Document text.
=-=-=

Physical characteristics
- Source: Danan Brook
- 2nd source: Yantan Brook
- • location: Yongjia, Wenzhou, Zhejiang, China
- • coordinates: 28°25′33.9″N 120°43′10.9″E﻿ / ﻿28.426083°N 120.719694°E
- Mouth: Ou River
- • location: Wenzhou, Zhejiang, China
- • coordinates: 28°02′17.3″N 120°40′22.6″E﻿ / ﻿28.038139°N 120.672944°E
- Length: 140 km (87 mi)
- Basin size: 2,420 km^{2} (930 sq mi)

Basin features
- • left: Donggao Brook
- • right: Xiaonan Brook

= Nanxi River (Zhejiang) =

The Nanxi River (楠溪江 (Nánxī Jiāng)) is located in Yongjia County, Wenzhou, Zhejiang Province in eastern China, and is a major tributary of the Ou River. The Nanxi River is 150 kilometers long and has a drainage area of 2429 square kilometers. It runs from north to south and flows into the Ou River, which empties into the East China Sea. The Nanxi River has 36 bends and 72 beaches.

=-=-=

Collected data entries.

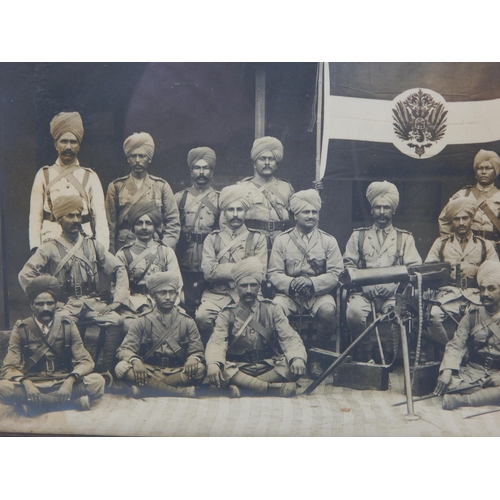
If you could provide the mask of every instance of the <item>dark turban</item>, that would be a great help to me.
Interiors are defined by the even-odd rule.
[[[247,198],[248,190],[241,184],[233,184],[225,187],[219,196],[219,206],[221,210],[225,210],[228,205],[235,201],[241,202],[243,208],[250,208],[250,200]]]
[[[61,285],[54,276],[42,274],[37,276],[26,288],[26,295],[33,302],[41,293],[48,292],[57,301],[61,295]]]
[[[155,142],[147,132],[135,132],[125,139],[123,143],[125,156],[128,156],[134,149],[140,148],[141,146],[146,149],[146,154],[148,155],[149,161],[151,161],[155,152]]]
[[[491,163],[492,167],[495,169],[495,175],[500,173],[500,158],[495,151],[481,149],[474,158],[474,170],[476,170],[483,161],[489,161]]]
[[[477,270],[477,282],[479,286],[485,282],[500,285],[500,262],[485,260]]]
[[[393,210],[399,205],[399,191],[392,182],[372,182],[366,190],[366,197],[372,206],[382,197]]]
[[[250,156],[255,161],[265,151],[271,151],[278,163],[283,159],[283,144],[276,137],[266,136],[255,139]]]
[[[188,153],[189,168],[193,168],[194,164],[199,160],[205,160],[210,167],[215,168],[217,157],[215,151],[210,148],[194,148]]]
[[[70,214],[71,212],[82,212],[83,200],[81,196],[72,194],[68,196],[59,196],[52,202],[52,213],[56,220]]]
[[[466,212],[470,217],[476,213],[476,203],[472,196],[460,196],[450,200],[446,205],[445,216],[449,222],[460,212]]]
[[[321,210],[321,197],[316,189],[298,191],[290,199],[290,210],[294,214],[302,212],[309,205],[312,205],[318,212]]]
[[[160,292],[166,290],[167,287],[179,289],[180,280],[179,275],[173,271],[165,271],[163,273],[155,273],[148,276],[146,279],[146,286],[149,293]]]
[[[232,276],[236,284],[243,278],[249,277],[261,283],[265,276],[265,270],[262,262],[257,257],[248,257],[234,264]]]
[[[82,143],[83,139],[83,122],[80,113],[73,111],[72,113],[59,113],[52,118],[50,122],[50,134],[55,141],[66,132],[71,132],[77,139],[78,143]]]
[[[147,215],[155,227],[161,225],[161,211],[154,201],[139,200],[137,203],[130,207],[128,211],[128,224],[133,228],[135,223],[143,216]]]

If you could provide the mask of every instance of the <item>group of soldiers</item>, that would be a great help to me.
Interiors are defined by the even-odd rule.
[[[195,397],[200,387],[294,396],[307,370],[316,378],[324,367],[308,363],[289,316],[316,318],[315,346],[328,348],[343,269],[422,264],[411,233],[392,225],[399,192],[387,181],[368,186],[373,225],[355,229],[342,254],[318,229],[321,183],[295,192],[276,177],[283,145],[274,137],[255,140],[254,175],[220,193],[211,185],[215,152],[192,149],[192,185],[174,195],[149,174],[153,138],[134,133],[123,144],[131,172],[105,197],[97,174],[78,162],[80,115],[58,114],[50,132],[58,158],[35,177],[31,257],[19,273],[33,314],[15,324],[0,380],[0,401],[27,415],[88,410],[106,385],[133,397]],[[477,185],[443,209],[425,259],[455,269],[433,292],[427,328],[444,349],[436,394],[445,409],[500,404],[500,158],[481,150],[474,170]],[[352,339],[394,307],[396,288],[349,292]],[[92,329],[103,339],[93,356]],[[374,335],[356,352],[369,363],[391,354],[394,338],[377,349]]]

=-=-=

Work task 1. According to the text on the Nanxi River, how many bends does the river have?
Work task 2. Using the text on the Nanxi River, explain how the river's water ends up in the East China Sea.
Work task 3. Resume the text on the Nanxi River, starting after its last sentence.

Exercise output 1. The Nanxi River has 36 bends.

Exercise output 2. The Nanxi River runs from north to south and flows into the Ou River. The Ou River then empties into the East China Sea, so the Nanxi's water reaches the sea through the Ou.

Exercise output 3.
== Scenic area ==
The Nanxi River Scenic Area (楠溪江景区) was named a National Tourist Scenic Spot by the State Council in 1988 due to its scenic landscape accompanied by its unique local culture. It is 23 kilometres from Wenzhou, east of the Yandang Mountains, north of Xianju County and west of Xiandu County. The main scenic spots of the Nanxi River area include Baizhang Waterfall, Furong Triangle Rock, the Waterfall of Tengxi Pool, the Twelve Peaks, Taogong Cave, the Warehouse Under The Cliff, the Furong Ancient Hamlet and Lion Rock. The rock stratum of the mountains is mostly made up of tuff, rhyolite, and granite.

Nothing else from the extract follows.